QUOTED PASSAGE:
Here are the previous chapters:

(image credit: Future)

An era came to an end a few months ago when Best Buy announced it would no longer sell DVD and Blu-ray discs in its stores, almost 27 years since the digital optical disc format first hit retailers early in 1997 in the U.S. In its coverage, TWICE noted that DVD and Blu-ray were “once a major economic driver for the studios,” but that “the physical media industry is rapidly crumbling in the shadow of streaming platforms.”

Nearly three decades is an unusually lengthy lifespan for the viability of a technology or media, which usually measures around 20 years. For instance, movies on videotape were introduced in 1977 and lasted only a few years into the DVD era in the late 1990s. Vinyl record albums, which had replaced 78rpm shellac discs, had barely turned 20 when the audio cassette rose to prominence in the early 1970s. The audio cassette hadn’t yet turned 20 when the CD appeared. And the CD hadn’t yet reached 20 when the first MP3 files started to get swapped online.

TASKS TO PERFORM:
- 1) Which media formats does the second paragraph of the passage on the end of disc sales name? List each one once.
- 2) Which lines in the records contain the word "dark"? Select each of them and copy it out in full.

(Point labeling examples)
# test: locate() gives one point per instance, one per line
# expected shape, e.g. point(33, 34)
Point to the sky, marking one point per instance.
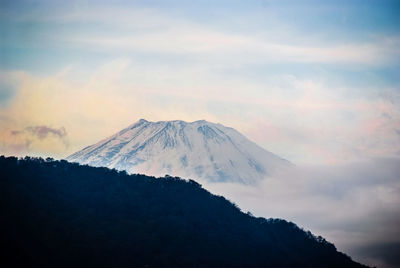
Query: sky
point(315, 82)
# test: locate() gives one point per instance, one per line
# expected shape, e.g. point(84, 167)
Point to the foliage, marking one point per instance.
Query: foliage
point(61, 214)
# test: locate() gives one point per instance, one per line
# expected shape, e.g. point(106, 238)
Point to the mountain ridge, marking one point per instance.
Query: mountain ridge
point(61, 214)
point(200, 149)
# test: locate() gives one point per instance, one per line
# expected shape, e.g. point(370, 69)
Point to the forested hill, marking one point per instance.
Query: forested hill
point(59, 214)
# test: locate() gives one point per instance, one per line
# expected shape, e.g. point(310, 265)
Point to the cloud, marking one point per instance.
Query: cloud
point(31, 139)
point(42, 132)
point(355, 206)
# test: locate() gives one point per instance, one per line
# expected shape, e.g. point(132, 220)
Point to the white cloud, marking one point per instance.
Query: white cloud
point(355, 206)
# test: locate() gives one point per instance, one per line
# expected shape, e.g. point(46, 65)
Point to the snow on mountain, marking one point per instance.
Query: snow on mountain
point(198, 150)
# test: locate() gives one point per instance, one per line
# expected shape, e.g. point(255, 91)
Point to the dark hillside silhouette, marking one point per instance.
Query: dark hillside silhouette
point(60, 214)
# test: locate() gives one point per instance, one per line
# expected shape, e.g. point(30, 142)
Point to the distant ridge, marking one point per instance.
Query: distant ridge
point(199, 150)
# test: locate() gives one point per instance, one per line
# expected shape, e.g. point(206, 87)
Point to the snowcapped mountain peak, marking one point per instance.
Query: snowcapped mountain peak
point(199, 150)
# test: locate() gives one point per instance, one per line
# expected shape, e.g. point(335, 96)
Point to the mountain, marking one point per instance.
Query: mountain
point(61, 214)
point(198, 150)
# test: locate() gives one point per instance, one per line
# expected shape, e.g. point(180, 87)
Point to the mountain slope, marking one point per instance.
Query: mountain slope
point(59, 214)
point(199, 150)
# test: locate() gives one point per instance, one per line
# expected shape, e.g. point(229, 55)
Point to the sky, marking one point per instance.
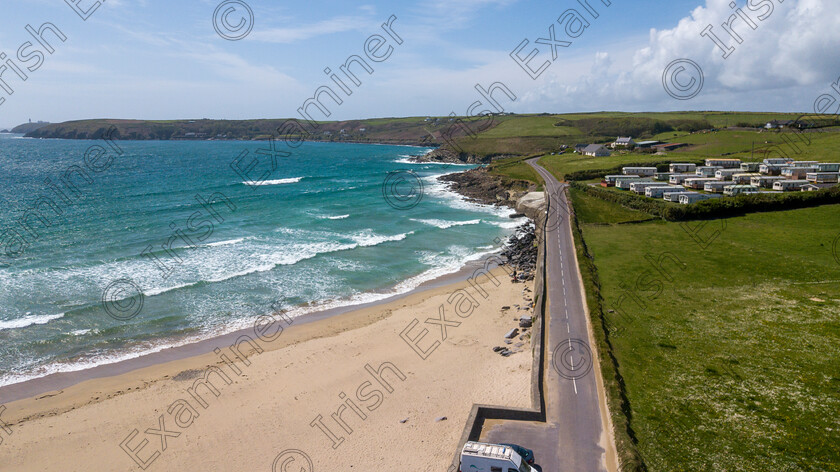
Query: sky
point(169, 59)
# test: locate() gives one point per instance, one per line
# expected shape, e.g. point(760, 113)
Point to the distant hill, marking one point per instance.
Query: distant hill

LIST OF SOLUTIONS:
- 1)
videotape
DVD
vinyl record albums
78rpm shellac discs
audio cassette
CD
MP3 files

- 2)
Point to the dark hillside silhouette, marking one point per instance.
Query: dark hillside silhouette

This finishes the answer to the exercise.